:: EXTRAIT DE SOURCE ::

L’exemple du Burkina Faso
Depuis mars 2023, le leadership de l’Instance de Coordination Nationale du Burkina Faso s’est renforcé par l’intégration de la jeunesse en son sein. En effet, Monsieur Siebou Coulibaly, secrétaire général du Conseil National de la Jeunesse du BURKINA FASO CNJ-BF, une émanation de la charte africaine de la jeunesse en est un membre. L’organisation qu’il représente au sein de l’ICN favorise la participation des jeunes aux prises de décision et à la vie de la nation ; elle a aussi vocation à représenter les intérêts de la jeunesse au niveau national et international, appuyer les organisations et associations de jeunes et de jeunesses dans leur renforcement institutionnel et organisationnel pour une amélioration de la qualité de leurs actions.
Ce dernier confesse que « pour nous jeunes, les questions de VIH, de TB et de paludisme sont des préoccupations qui touchent les jeunes et les femmes plus que tout le monde, au sein de la jeunesse, il y a des réalités qui ne facilitent pas la lutte contre VIH mais notre implication peut faire la différence dans la lutte ».
Il affirme que « la présence de la jeunesse dans l’ICN nous a permis de mieux comprendre la subvention, de passer l’information chez les jeunes, de faciliter la participation et la prise en compte des aspirations des jeunes aux comités, aux décisions prises et leur adhésion au processus ».

:::
:: DONNÉES ENREGISTRÉES ::

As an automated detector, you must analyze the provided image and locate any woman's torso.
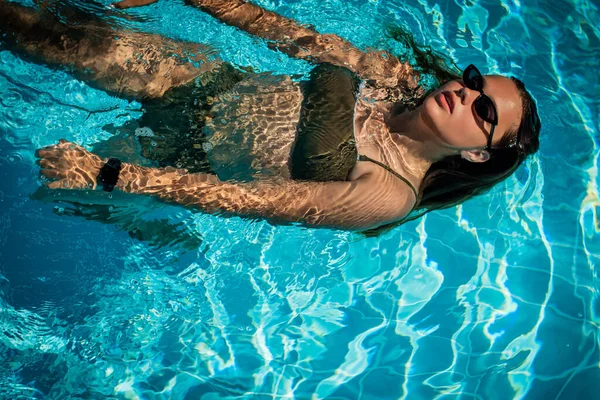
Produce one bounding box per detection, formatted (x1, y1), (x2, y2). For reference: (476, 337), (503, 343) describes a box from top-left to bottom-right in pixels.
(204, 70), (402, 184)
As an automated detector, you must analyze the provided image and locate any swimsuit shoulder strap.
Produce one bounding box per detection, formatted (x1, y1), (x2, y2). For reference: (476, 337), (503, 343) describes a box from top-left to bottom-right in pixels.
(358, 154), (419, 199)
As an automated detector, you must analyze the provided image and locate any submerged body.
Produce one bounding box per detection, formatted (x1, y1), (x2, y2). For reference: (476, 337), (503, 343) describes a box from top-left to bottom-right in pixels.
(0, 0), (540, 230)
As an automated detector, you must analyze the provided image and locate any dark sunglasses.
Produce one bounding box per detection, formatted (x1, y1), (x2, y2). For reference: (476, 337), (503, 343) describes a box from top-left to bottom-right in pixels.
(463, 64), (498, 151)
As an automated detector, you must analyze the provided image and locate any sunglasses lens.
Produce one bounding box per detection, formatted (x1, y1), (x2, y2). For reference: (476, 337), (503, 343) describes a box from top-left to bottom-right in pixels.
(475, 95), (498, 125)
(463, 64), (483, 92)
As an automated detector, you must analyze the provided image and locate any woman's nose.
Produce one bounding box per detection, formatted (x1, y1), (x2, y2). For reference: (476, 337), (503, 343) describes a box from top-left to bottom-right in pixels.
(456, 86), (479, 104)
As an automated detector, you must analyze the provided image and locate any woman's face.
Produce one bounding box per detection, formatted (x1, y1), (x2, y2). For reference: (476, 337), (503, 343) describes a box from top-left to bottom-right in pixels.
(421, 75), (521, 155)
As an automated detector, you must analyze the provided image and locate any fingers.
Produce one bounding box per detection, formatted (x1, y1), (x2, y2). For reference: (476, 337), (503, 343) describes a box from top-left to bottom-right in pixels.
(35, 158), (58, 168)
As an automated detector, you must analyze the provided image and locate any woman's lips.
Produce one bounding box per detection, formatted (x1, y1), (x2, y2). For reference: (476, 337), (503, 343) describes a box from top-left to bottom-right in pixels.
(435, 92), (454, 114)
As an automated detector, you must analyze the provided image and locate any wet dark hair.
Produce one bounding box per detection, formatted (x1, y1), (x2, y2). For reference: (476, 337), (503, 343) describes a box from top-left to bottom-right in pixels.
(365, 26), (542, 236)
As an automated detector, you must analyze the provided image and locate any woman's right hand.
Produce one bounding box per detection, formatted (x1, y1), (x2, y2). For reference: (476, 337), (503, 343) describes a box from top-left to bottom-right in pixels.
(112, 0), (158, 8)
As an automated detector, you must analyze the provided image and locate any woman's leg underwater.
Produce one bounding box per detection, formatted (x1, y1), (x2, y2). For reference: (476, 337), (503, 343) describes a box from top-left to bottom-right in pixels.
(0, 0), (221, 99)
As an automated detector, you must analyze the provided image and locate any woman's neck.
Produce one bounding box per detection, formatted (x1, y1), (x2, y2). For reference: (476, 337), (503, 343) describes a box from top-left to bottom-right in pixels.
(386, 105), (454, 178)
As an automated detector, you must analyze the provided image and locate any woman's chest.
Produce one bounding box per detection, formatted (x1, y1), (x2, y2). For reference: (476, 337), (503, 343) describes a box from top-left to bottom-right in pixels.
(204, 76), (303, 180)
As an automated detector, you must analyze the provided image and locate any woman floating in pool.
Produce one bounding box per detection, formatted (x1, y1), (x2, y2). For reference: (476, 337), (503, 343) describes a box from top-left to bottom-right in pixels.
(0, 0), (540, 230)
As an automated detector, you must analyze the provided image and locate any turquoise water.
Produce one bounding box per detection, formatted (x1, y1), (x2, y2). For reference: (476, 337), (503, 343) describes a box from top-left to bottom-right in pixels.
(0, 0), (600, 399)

:::

VOS TÂCHES:
(a) D'après le texte sur la jeunesse au Burkina Faso, depuis quand les jeunes font-ils partie de l'Instance de Coordination Nationale ?
(b) Reprenez le fil du texte sur la jeunesse au sein de l'ICN du Burkina Faso et poursuivez-le après sa dernière phrase.
La liste n'a aucun rôle à jouer ici.

VOS RÉPONSES:
(a) Depuis mars 2023.

(b)
Il révèle n’avoir pris la pleine mesure des enjeux qu’une fois au sein de l’ICN qu’il ne connaissait pas avant. Leur implication étant le fait d’un appel à candidature. Une fois installé et informé des activités et des dynamiques, il a estimé que « la structure ne pouvait travailler sans la présence et l’implication des jeunes et des femmes et les défis sont tellement énormes qu’ils doivent être confiés à qui de droit. » C’est ainsi qu’il a soumis sa candidature à la vice-présidence de l’ICN.
Pour moi, être au CCM est une très belle expérience car j’ai le sentiment d’être au bon endroit pour faire entendre la voix des jeunes et des femmes.
Il est crucial de reconnaître l’importance de donner une place significative aux jeunes dans la lutte contre le VIH, la tuberculose et le paludisme. Malgré les avancées réalisées, les statistiques alarmantes soulignent la nécessité d’une action concertée pour améliorer la prise en charge et la prévention de ces maladies chez les enfants et les jeunes, en particulier les jeunes femmes et les jeunes filles. Les défis persistent, notamment en ce qui concerne l’implication stratégique des jeunes dans les prises de décision. La création du Conseil des jeunes par le Fonds mondial est un pas dans la bonne direction pour garantir que les voix et les besoins des jeunes sont entendus et pris en compte. Il est impératif de continuer à renforcer cette implication des jeunes au niveau national pour une réponse plus efficace et adaptée à ces maladies, afin de surmonter les obstacles actuels et de progresser vers des solutions durables. Des expériences comme celle de l’Instance de Coordination Nationale du Burkina Faso sont à encourager car elles impliquent les jeunes dans les stratégies et la mise en œuvre ; de telles expériences permettent également de former et de transférer les connaissances et compétences. Dans un contexte africain où les traditions et le respect des aînés pèsent de tout leur poids, pour une meilleure implication des jeunes, il faudrait travailler à surmonter aussi les obstacles tant culturels que sociologiques, en faisant comprendre aux communautés que les jeunes aussi peuvent aussi jouer leur partition dans la lutte contre les trois maladies.